Exercise details: What is needed here is an exact reprint of every record below.

Segmentation mask data:

<<<<

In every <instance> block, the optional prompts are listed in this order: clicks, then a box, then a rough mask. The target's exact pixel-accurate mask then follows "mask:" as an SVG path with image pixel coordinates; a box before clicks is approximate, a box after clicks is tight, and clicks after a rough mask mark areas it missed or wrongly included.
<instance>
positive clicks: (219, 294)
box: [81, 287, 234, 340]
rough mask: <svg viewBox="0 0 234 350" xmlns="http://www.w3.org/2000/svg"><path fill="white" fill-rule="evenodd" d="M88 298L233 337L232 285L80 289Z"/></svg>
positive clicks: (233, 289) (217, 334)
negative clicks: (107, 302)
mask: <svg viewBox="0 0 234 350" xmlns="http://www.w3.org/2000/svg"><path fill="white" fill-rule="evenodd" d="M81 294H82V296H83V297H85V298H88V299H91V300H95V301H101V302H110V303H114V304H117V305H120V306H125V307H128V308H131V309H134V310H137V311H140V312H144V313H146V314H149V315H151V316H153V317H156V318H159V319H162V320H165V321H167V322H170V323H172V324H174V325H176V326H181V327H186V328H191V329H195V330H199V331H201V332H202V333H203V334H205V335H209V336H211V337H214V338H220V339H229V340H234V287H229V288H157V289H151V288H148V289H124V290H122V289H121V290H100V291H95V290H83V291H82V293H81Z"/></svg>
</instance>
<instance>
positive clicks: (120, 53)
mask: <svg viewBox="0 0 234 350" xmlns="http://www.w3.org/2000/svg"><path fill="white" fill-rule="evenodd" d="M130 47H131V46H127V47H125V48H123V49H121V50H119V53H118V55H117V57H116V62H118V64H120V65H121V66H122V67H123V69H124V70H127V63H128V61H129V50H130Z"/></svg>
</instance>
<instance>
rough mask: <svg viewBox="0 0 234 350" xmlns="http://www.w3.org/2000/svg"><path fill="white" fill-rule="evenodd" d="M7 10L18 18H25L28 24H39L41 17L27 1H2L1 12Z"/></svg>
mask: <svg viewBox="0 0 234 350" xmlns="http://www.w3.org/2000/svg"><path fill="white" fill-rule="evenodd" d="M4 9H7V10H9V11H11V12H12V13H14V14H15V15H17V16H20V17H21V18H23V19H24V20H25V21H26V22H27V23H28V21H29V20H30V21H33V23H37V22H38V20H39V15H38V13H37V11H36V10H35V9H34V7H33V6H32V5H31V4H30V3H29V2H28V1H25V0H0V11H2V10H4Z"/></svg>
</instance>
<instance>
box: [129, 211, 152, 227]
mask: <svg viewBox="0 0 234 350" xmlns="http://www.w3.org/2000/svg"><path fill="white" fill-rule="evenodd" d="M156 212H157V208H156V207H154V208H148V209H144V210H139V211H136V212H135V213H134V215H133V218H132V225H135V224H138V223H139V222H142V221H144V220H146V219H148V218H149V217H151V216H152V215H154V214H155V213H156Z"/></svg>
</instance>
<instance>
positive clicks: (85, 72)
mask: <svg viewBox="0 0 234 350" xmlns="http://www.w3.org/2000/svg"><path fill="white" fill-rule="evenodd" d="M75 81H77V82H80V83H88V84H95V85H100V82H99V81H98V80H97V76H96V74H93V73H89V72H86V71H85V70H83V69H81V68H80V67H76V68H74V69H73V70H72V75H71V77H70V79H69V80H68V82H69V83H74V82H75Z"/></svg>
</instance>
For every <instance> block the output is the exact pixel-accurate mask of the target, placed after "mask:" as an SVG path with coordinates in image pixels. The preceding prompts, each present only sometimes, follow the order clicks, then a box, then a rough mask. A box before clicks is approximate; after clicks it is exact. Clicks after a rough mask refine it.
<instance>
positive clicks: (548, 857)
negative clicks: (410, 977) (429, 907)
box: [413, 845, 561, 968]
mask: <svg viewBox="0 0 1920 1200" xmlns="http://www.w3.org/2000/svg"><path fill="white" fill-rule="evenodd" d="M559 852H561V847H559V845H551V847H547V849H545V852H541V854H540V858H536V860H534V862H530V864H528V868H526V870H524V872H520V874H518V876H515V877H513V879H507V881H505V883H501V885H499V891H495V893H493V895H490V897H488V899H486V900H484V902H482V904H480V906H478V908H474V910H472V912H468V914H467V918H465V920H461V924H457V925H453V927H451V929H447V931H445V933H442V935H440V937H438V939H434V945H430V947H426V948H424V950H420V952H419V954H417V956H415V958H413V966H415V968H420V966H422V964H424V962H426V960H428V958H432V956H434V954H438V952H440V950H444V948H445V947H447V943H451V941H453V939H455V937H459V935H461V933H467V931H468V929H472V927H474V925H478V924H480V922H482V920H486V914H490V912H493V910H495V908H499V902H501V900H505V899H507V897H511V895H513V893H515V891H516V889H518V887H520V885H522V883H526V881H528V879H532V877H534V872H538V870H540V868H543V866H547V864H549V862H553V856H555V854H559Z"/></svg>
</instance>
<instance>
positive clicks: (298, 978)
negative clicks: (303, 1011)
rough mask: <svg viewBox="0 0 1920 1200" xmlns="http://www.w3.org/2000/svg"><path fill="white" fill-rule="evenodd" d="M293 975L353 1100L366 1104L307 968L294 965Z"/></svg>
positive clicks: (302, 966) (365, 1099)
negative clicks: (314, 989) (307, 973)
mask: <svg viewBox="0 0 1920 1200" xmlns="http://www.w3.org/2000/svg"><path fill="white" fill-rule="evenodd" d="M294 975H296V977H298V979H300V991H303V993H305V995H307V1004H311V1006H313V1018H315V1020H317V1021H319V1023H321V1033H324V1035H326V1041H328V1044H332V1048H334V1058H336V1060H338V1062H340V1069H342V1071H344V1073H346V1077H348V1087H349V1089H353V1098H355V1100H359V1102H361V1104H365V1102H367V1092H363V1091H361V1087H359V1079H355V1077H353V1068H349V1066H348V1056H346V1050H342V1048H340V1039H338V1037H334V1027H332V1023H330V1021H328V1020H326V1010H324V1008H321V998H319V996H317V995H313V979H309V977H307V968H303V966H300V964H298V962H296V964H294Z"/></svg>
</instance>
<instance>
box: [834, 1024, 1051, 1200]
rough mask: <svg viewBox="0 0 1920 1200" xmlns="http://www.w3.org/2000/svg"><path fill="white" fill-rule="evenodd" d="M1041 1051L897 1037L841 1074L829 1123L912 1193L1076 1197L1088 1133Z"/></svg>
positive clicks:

>>>>

Response for this exercise:
In every <instance> block, the optional prompts are listed in this order: clicks, then a box, then a rough mask. The target's exact pixel-accurate mask then follows "mask:" as an SVG path with image pixel coordinates; a box before clicks is approximate, a box after clicks is tight, and clicks after a rough mask mark areas it missed or wrongly included.
<instance>
positive clicks: (219, 294)
box: [81, 287, 234, 340]
rough mask: <svg viewBox="0 0 234 350" xmlns="http://www.w3.org/2000/svg"><path fill="white" fill-rule="evenodd" d="M88 298L233 337L232 285L80 289Z"/></svg>
positive clicks: (233, 289) (217, 334)
negative clicks: (107, 302)
mask: <svg viewBox="0 0 234 350" xmlns="http://www.w3.org/2000/svg"><path fill="white" fill-rule="evenodd" d="M81 294H82V296H83V297H85V298H88V299H91V300H95V301H101V302H110V303H114V304H117V305H120V306H125V307H128V308H131V309H134V310H137V311H140V312H144V313H146V314H149V315H151V316H153V317H156V318H159V319H162V320H165V321H167V322H170V323H172V324H174V325H176V326H181V327H186V328H191V329H195V330H199V331H201V332H202V333H203V334H205V335H209V336H211V337H214V338H220V339H229V340H234V287H229V288H157V289H151V288H148V289H124V290H122V289H121V290H100V291H95V290H83V291H82V293H81Z"/></svg>
</instance>
<instance>
positive clicks: (120, 53)
mask: <svg viewBox="0 0 234 350" xmlns="http://www.w3.org/2000/svg"><path fill="white" fill-rule="evenodd" d="M130 47H131V46H127V47H125V48H123V49H121V50H119V53H118V55H117V57H116V62H118V64H120V65H121V66H122V67H123V69H124V70H127V63H128V61H129V50H130Z"/></svg>
</instance>
<instance>
rough mask: <svg viewBox="0 0 234 350" xmlns="http://www.w3.org/2000/svg"><path fill="white" fill-rule="evenodd" d="M7 10L18 18H25L28 24H39L41 17L27 1H2L1 12Z"/></svg>
mask: <svg viewBox="0 0 234 350" xmlns="http://www.w3.org/2000/svg"><path fill="white" fill-rule="evenodd" d="M4 9H7V10H9V11H11V12H12V13H14V14H15V15H17V16H20V17H21V18H23V19H24V20H25V21H26V22H27V23H28V21H29V20H30V21H33V23H37V22H38V20H39V15H38V13H37V11H36V10H35V9H34V7H33V6H32V5H31V4H30V3H29V2H28V1H25V0H0V11H2V10H4Z"/></svg>
</instance>
<instance>
box: [129, 211, 152, 227]
mask: <svg viewBox="0 0 234 350" xmlns="http://www.w3.org/2000/svg"><path fill="white" fill-rule="evenodd" d="M156 212H157V208H156V207H154V208H148V209H144V210H139V211H136V212H135V213H134V215H133V218H132V225H135V224H138V223H139V222H142V221H144V220H146V219H148V218H149V217H151V216H152V215H154V214H155V213H156Z"/></svg>
</instance>
<instance>
positive clicks: (85, 72)
mask: <svg viewBox="0 0 234 350" xmlns="http://www.w3.org/2000/svg"><path fill="white" fill-rule="evenodd" d="M75 81H77V82H80V83H88V84H95V85H100V82H99V81H98V80H97V76H96V74H93V73H89V72H86V71H85V70H83V69H81V68H80V67H76V68H74V69H73V70H72V75H71V77H70V79H69V80H68V82H69V83H74V82H75Z"/></svg>
</instance>
For every <instance> block the output is the exact pixel-accurate mask of the target, placed after "mask:" as an SVG path with coordinates in image pixels. The preceding prompts, each present only sometimes, follow the order clicks, then a box, then a rough mask. A box before clicks is approximate; after clicks it is exact. Clicks after a rough mask refine it.
<instance>
positive clicks: (548, 857)
negative clicks: (410, 977) (429, 907)
box: [413, 845, 561, 968]
mask: <svg viewBox="0 0 1920 1200" xmlns="http://www.w3.org/2000/svg"><path fill="white" fill-rule="evenodd" d="M559 852H561V847H559V845H551V847H547V849H545V852H541V854H540V858H536V860H534V862H530V864H528V868H526V870H524V872H520V874H518V876H515V877H513V879H507V881H505V883H501V885H499V891H495V893H493V895H490V897H488V899H486V900H484V902H482V904H480V906H478V908H474V910H472V912H468V914H467V918H465V920H461V924H457V925H453V927H451V929H447V931H445V933H442V935H440V937H438V939H434V945H430V947H426V948H424V950H420V952H419V954H417V956H415V958H413V966H415V968H420V966H422V964H424V962H426V960H428V958H432V956H434V954H438V952H440V950H444V948H445V947H447V943H451V941H453V939H455V937H459V935H461V933H467V931H468V929H472V927H474V925H478V924H480V922H482V920H486V914H490V912H493V910H495V908H499V902H501V900H505V899H507V897H511V895H513V893H515V891H516V889H518V887H520V885H522V883H526V881H528V879H532V877H534V872H538V870H540V868H543V866H547V864H549V862H553V856H555V854H559Z"/></svg>
</instance>
<instance>
positive clicks: (298, 978)
negative clicks: (303, 1011)
rough mask: <svg viewBox="0 0 1920 1200" xmlns="http://www.w3.org/2000/svg"><path fill="white" fill-rule="evenodd" d="M293 975L353 1100L366 1104L307 968L294 965Z"/></svg>
positive clicks: (302, 966) (365, 1099)
negative clicks: (314, 989) (307, 973)
mask: <svg viewBox="0 0 1920 1200" xmlns="http://www.w3.org/2000/svg"><path fill="white" fill-rule="evenodd" d="M294 975H296V977H298V979H300V991H303V993H305V995H307V1004H311V1006H313V1018H315V1020H317V1021H319V1023H321V1033H324V1035H326V1041H328V1044H332V1048H334V1058H336V1060H338V1062H340V1069H342V1071H344V1073H346V1077H348V1087H349V1089H353V1098H355V1100H359V1102H361V1104H365V1102H367V1092H363V1091H361V1087H359V1079H355V1077H353V1068H349V1066H348V1056H346V1050H342V1048H340V1039H338V1037H334V1027H332V1023H330V1021H328V1020H326V1010H324V1008H321V998H319V996H317V995H313V979H309V977H307V968H303V966H300V964H298V962H296V964H294Z"/></svg>
</instance>
<instance>
box: [834, 1024, 1051, 1200]
rough mask: <svg viewBox="0 0 1920 1200" xmlns="http://www.w3.org/2000/svg"><path fill="white" fill-rule="evenodd" d="M1041 1051L897 1037L841 1074L829 1123L912 1193L1076 1197L1088 1133Z"/></svg>
positive clicks:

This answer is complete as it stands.